_TEXTAUSZUG:_
↓

Nach einer super Überfahrt erreichen wir also den französischen Teil dieser seltsamen Insel. Die Anse Marcel bietet neben zahlreichen Schildköten in trübem Wasser einen ungemütlich schaukelnden Liegeplatz, was sich in weiterer Folge als das kennzeichnende Merkmal dieser Insel herausstellen sollte.
Am nächsten Morgen beziehen wir früh unseren reservierten Liegeplatz in der angrenzenden Marina – unser erster Hafen seit etwas über einem Monat. Während der Einfahrt stoßen wir wohl mit einer Schildköte zusammen. Eine heftige Erschütterung im Rumpf, aber keine sichtbaren Schäden. Hier haben wir nun zwei Tage Zeit zum Putzen, Aufräumen und Erledigen von kleinen Arbeiten bevor unsere zweiten karibischen Gäste Johanna & Michi landen. Nach einem fleißigen Tag rösten wir gerade Zwiebel an fürs Abendessen als Michi anruft: Wir sind jetzt da, bitte abholen! Wiiiiiiiiiee…? Nach 20 Minuten der Verwirrung dürfen wir also aufgrund eines kleinen Datumsverdrehers unsere ersten Überraschungsgäste auf der Mêlée begrüßen. Recht sauber ist es schon, Essen gibts auch genug, rasch ein Begrüßungsrumpunsch gemischt – willkommen an Bord! Zum Glück sind wir schon im richtigen Hafen im richtigen Land. Den Bonustag und auch noch den nächsten halben Tag nutzen wir, um unser marodes Steuerrad neu zu beziehen. *bling*
Anse Marcel
Nach einem gemütlichen Tag in der Marina folgt die letzte ruhige Nacht für eine Weile. Die folgende Woche ist geprägt durch Wind, Schwell, Wind, Wind und die vergebliche Suche nach Schutz.

↑

Beschriftungseinträge zur Objektposition:

↓

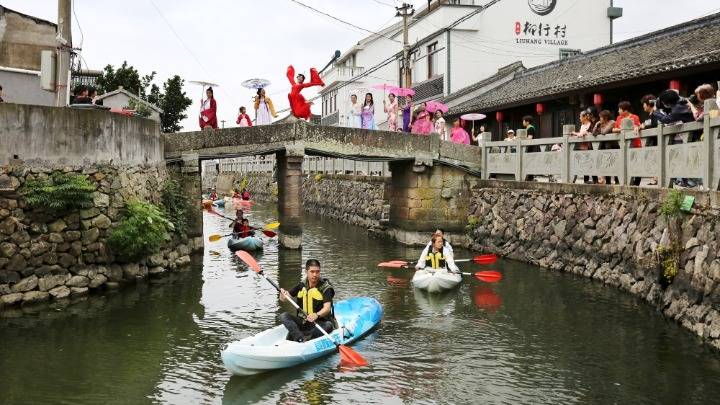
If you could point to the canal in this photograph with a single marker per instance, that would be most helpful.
(535, 337)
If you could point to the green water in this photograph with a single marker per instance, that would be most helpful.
(535, 337)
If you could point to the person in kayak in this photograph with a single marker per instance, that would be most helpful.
(314, 295)
(446, 246)
(438, 257)
(246, 230)
(236, 225)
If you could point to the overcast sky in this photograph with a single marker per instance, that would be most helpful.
(228, 41)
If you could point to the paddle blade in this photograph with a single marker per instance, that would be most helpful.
(351, 357)
(394, 265)
(488, 276)
(249, 260)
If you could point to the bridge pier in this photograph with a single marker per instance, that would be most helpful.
(290, 210)
(187, 173)
(424, 197)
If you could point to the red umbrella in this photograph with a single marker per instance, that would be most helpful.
(432, 106)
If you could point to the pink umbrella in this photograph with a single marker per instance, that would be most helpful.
(383, 86)
(401, 91)
(432, 106)
(473, 117)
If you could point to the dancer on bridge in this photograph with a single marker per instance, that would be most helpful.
(208, 111)
(301, 108)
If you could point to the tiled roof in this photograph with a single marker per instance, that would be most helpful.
(694, 43)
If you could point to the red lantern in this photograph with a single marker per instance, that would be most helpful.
(597, 100)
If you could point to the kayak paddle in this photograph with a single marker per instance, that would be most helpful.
(481, 259)
(265, 231)
(347, 355)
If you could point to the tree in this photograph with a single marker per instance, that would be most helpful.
(173, 102)
(172, 99)
(126, 76)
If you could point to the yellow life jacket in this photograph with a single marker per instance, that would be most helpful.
(435, 260)
(310, 296)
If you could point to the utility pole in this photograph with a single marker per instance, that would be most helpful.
(64, 46)
(405, 11)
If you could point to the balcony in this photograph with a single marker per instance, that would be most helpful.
(341, 74)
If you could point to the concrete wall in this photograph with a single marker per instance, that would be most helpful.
(609, 235)
(22, 38)
(47, 135)
(24, 88)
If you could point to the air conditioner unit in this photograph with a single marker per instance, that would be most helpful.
(47, 70)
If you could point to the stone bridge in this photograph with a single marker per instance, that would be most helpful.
(431, 179)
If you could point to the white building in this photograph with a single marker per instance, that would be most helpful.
(458, 43)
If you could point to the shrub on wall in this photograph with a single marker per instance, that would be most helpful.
(59, 192)
(176, 205)
(141, 232)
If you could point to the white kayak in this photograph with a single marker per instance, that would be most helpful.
(436, 280)
(270, 350)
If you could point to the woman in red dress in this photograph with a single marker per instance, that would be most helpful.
(301, 108)
(208, 111)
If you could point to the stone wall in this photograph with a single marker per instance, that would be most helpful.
(609, 234)
(46, 255)
(357, 200)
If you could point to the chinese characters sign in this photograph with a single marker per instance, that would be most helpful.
(540, 33)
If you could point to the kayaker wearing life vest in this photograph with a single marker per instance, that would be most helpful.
(438, 257)
(236, 225)
(446, 246)
(314, 295)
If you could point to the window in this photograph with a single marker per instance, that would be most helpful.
(566, 53)
(432, 60)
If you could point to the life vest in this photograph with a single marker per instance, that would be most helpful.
(435, 260)
(311, 298)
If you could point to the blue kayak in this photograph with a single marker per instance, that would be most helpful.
(249, 244)
(270, 350)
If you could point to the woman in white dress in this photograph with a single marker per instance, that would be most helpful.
(355, 113)
(264, 110)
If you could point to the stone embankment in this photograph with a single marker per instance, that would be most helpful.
(610, 235)
(46, 255)
(358, 200)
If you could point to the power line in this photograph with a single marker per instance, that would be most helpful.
(341, 20)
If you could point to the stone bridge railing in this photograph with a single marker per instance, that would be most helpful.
(690, 150)
(311, 164)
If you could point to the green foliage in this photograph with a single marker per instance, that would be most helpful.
(174, 102)
(670, 208)
(171, 99)
(126, 76)
(176, 205)
(59, 192)
(141, 232)
(140, 108)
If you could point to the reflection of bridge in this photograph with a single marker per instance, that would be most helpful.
(430, 183)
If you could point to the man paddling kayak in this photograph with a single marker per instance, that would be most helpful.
(446, 247)
(438, 257)
(314, 295)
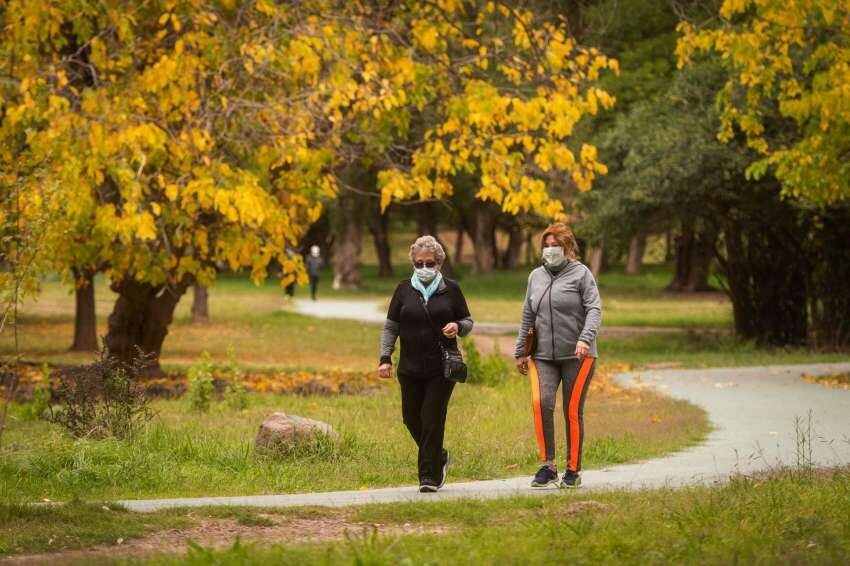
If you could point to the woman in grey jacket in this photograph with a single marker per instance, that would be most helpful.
(563, 307)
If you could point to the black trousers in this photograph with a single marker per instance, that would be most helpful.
(424, 404)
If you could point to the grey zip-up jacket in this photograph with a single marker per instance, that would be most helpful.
(567, 308)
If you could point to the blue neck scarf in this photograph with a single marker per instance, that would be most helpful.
(430, 289)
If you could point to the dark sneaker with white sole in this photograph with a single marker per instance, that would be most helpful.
(445, 468)
(545, 476)
(570, 480)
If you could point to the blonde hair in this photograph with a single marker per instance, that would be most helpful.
(428, 244)
(565, 238)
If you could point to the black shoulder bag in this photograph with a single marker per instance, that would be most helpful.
(454, 369)
(530, 345)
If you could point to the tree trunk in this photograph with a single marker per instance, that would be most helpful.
(200, 304)
(426, 224)
(693, 254)
(140, 320)
(637, 246)
(596, 258)
(85, 319)
(763, 263)
(532, 255)
(483, 238)
(349, 241)
(513, 255)
(378, 226)
(669, 252)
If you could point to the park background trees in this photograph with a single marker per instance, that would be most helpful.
(157, 144)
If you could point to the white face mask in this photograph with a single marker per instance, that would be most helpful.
(553, 256)
(425, 274)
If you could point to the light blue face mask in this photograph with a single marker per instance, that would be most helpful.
(425, 274)
(553, 256)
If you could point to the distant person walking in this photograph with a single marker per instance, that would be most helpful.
(425, 393)
(314, 264)
(561, 316)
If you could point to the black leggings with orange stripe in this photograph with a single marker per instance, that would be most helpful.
(546, 376)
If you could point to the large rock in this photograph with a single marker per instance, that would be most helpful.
(280, 432)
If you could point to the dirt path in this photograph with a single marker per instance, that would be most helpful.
(223, 533)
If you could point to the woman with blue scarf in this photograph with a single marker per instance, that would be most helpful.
(425, 393)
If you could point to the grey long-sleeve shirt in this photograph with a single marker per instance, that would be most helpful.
(567, 308)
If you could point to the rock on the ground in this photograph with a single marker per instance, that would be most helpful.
(280, 432)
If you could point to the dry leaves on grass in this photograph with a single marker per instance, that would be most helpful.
(173, 384)
(223, 532)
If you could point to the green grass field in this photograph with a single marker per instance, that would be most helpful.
(181, 453)
(186, 454)
(795, 516)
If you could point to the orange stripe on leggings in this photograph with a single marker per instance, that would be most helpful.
(575, 401)
(534, 377)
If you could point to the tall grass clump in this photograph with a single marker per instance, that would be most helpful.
(488, 370)
(201, 386)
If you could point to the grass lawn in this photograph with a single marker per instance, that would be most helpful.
(186, 454)
(252, 318)
(790, 516)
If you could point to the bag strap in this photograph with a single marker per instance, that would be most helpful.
(430, 320)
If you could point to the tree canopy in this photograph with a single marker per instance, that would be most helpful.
(788, 89)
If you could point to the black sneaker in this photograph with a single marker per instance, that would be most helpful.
(545, 476)
(446, 461)
(570, 480)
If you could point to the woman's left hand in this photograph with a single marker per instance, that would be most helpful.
(450, 330)
(582, 349)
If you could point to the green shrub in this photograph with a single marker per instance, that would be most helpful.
(37, 408)
(102, 399)
(201, 386)
(490, 370)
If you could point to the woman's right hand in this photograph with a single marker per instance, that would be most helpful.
(522, 364)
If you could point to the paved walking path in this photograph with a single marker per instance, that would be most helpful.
(760, 415)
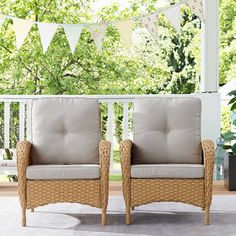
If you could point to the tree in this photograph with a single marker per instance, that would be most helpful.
(169, 65)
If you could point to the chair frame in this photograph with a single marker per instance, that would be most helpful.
(197, 192)
(34, 193)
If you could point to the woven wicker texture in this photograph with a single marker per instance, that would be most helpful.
(145, 191)
(34, 193)
(197, 192)
(42, 192)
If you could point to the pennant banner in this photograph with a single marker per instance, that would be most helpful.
(2, 18)
(150, 23)
(197, 7)
(173, 15)
(98, 32)
(46, 31)
(21, 28)
(73, 33)
(125, 29)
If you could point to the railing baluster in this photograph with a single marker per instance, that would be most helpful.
(110, 130)
(22, 121)
(125, 120)
(28, 121)
(7, 124)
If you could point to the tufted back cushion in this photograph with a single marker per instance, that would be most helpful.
(167, 130)
(65, 131)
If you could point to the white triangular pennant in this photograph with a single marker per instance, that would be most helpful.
(21, 28)
(98, 32)
(197, 7)
(150, 23)
(125, 29)
(47, 32)
(173, 15)
(73, 33)
(2, 18)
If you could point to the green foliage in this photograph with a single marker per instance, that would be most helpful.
(230, 137)
(227, 40)
(170, 65)
(225, 119)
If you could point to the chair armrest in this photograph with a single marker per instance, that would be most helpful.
(125, 158)
(208, 155)
(22, 157)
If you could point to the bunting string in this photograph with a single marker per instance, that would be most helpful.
(22, 27)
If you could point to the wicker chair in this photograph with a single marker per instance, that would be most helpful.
(164, 162)
(66, 161)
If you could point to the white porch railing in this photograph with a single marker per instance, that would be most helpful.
(19, 123)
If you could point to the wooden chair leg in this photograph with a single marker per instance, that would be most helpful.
(207, 215)
(128, 216)
(104, 217)
(23, 216)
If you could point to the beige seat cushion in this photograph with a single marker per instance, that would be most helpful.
(85, 171)
(167, 131)
(178, 171)
(65, 131)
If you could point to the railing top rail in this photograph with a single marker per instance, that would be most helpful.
(115, 98)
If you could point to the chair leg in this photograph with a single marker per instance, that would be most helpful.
(207, 215)
(128, 216)
(23, 216)
(104, 217)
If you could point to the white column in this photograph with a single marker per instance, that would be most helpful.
(210, 47)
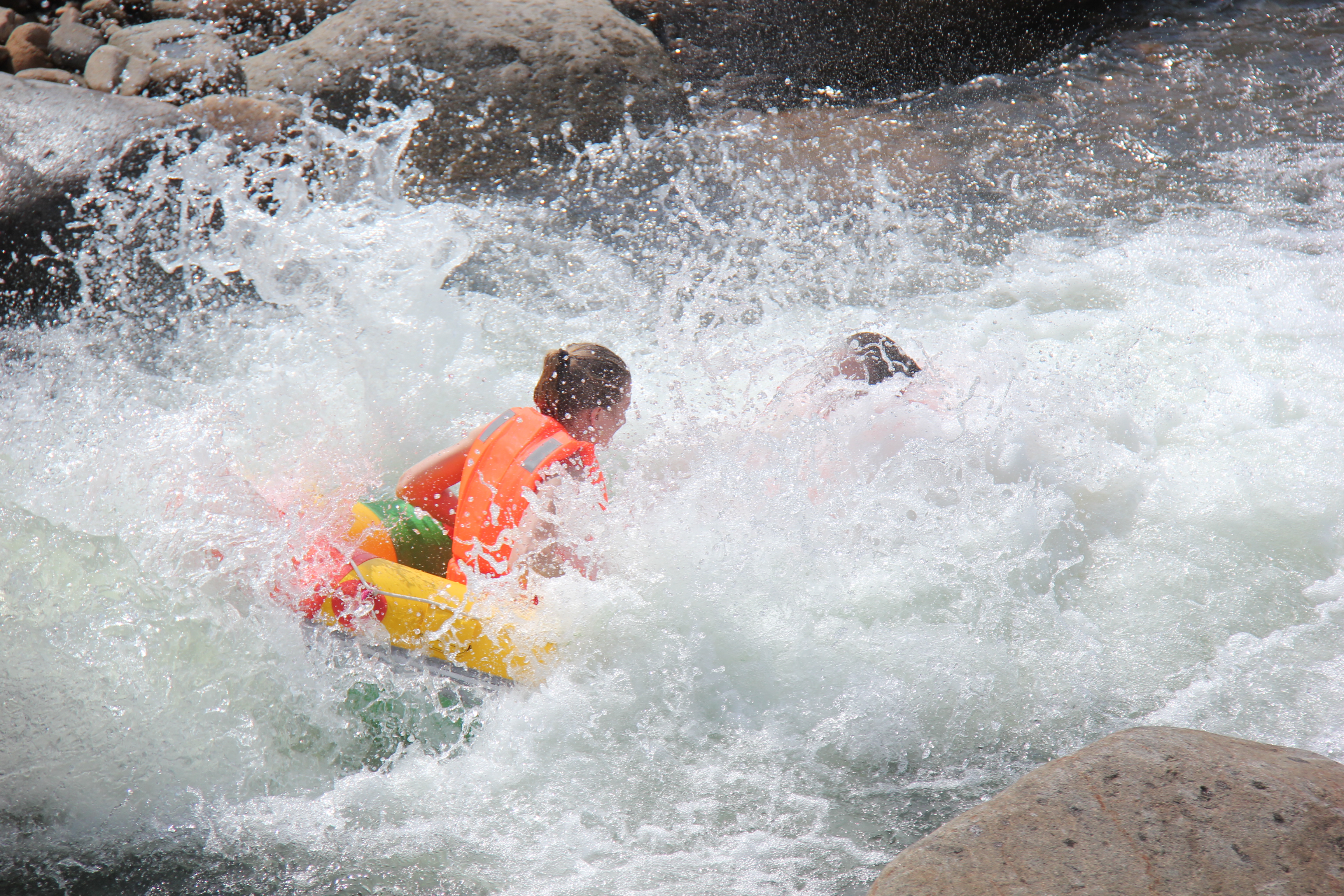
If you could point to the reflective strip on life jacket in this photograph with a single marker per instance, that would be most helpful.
(503, 468)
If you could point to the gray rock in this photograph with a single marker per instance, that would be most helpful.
(186, 58)
(73, 44)
(101, 11)
(104, 69)
(1160, 812)
(53, 139)
(784, 53)
(54, 76)
(511, 81)
(9, 22)
(244, 120)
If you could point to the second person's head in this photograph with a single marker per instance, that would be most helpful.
(586, 389)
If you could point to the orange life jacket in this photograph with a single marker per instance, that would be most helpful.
(503, 468)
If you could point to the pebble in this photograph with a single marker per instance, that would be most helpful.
(9, 22)
(54, 76)
(27, 46)
(73, 44)
(135, 77)
(103, 10)
(105, 68)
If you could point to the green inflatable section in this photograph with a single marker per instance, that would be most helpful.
(420, 541)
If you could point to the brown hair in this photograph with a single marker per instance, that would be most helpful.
(882, 359)
(581, 376)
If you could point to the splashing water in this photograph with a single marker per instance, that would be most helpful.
(1112, 497)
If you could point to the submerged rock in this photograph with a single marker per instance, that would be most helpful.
(511, 82)
(1148, 810)
(186, 58)
(791, 51)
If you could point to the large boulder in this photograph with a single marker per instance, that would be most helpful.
(511, 81)
(1160, 812)
(765, 53)
(53, 140)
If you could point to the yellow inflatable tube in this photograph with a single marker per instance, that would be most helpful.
(428, 614)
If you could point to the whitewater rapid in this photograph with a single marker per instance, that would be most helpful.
(1112, 497)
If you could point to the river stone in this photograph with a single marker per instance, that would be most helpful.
(1160, 812)
(244, 120)
(105, 66)
(27, 46)
(62, 136)
(54, 76)
(53, 140)
(186, 58)
(9, 22)
(511, 81)
(73, 44)
(103, 11)
(784, 53)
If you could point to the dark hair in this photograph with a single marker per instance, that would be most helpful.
(882, 359)
(578, 378)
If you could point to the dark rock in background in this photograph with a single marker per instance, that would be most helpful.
(53, 140)
(784, 53)
(1153, 812)
(510, 82)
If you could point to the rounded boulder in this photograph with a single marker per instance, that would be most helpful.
(27, 46)
(242, 120)
(186, 58)
(73, 44)
(1160, 812)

↑

_AUFGABENSTELLUNG:_
A. Geben Sie aus dem Reisebericht einen Abschnitt wortgetreu wieder. Beginnen Sie bei den Worten „Nach einer super“ und hören Sie nach den Worten „Insel herausstellen sollte.“ auf.
B. Wie heißen laut dem Reisebericht die zweiten karibischen Gäste, die auf der Mêlée erwartet werden?
C. Schreiben Sie den Reisebericht über die Segeltage in der Karibik weiter und setzen Sie unmittelbar nach seinem letzten Satz ein.

_ANTWORTEN JE AUFGABE:_
A.
Nach einer super Überfahrt erreichen wir also den französischen Teil dieser seltsamen Insel. Die Anse Marcel bietet neben zahlreichen Schildköten in trübem Wasser einen ungemütlich schaukelnden Liegeplatz, was sich in weiterer Folge als das kennzeichnende Merkmal dieser Insel herausstellen sollte.

B. Johanna und Michi.

C.
Erstes Ziel mit neuer Crew ist die nur 3 sm entfernte Nachbarinsel Anguilla. Anguilla ist auch komisch. Um irgendwo vor Anguilla ankern zu dürfen ist eine Lizenz erforderlich- so weit, so normal. Ankern über Nacht ist allerdings ausschließlich in zwei definierten Buchten erlaubt…
Nach einer wilden, aber spaßigen Überfahrt ankern wir in der nördlich gelegenen Road Bay – Wind und Geschaukel. Auch die beiden Ausflugsziele Pidgeon Island und Sandy Island, die wir am nächsten Tag besuchen, bieten eben dies. Zudem Strandbars, die aber geschlossen sind, beeindruckend schöne, aber scharfkantige Muscheln, türkisblaues, aber trübes Wasser und einen beinahe außer Kontrolle geratenen Anlandungsversuch in der Brandung mit dem Dinghi. Es folgt eine weitere windige und schaukelige Nacht in der Road Bay. Beim Ausklarieren am nächsten Tag trifft Bernhard die Kellnerin der Cocktailbar von letzter Nacht wieder – heute ist sie nämlich im Dienst als customs officer. Wir segeln auf der Suche nach einer windgeschützten Bucht zurück nach Saint Martin. Immerhin ist der Wind noch gut segelbar und wir freuen uns über eine sportliche Am-Wind-Fahrt nach Süden.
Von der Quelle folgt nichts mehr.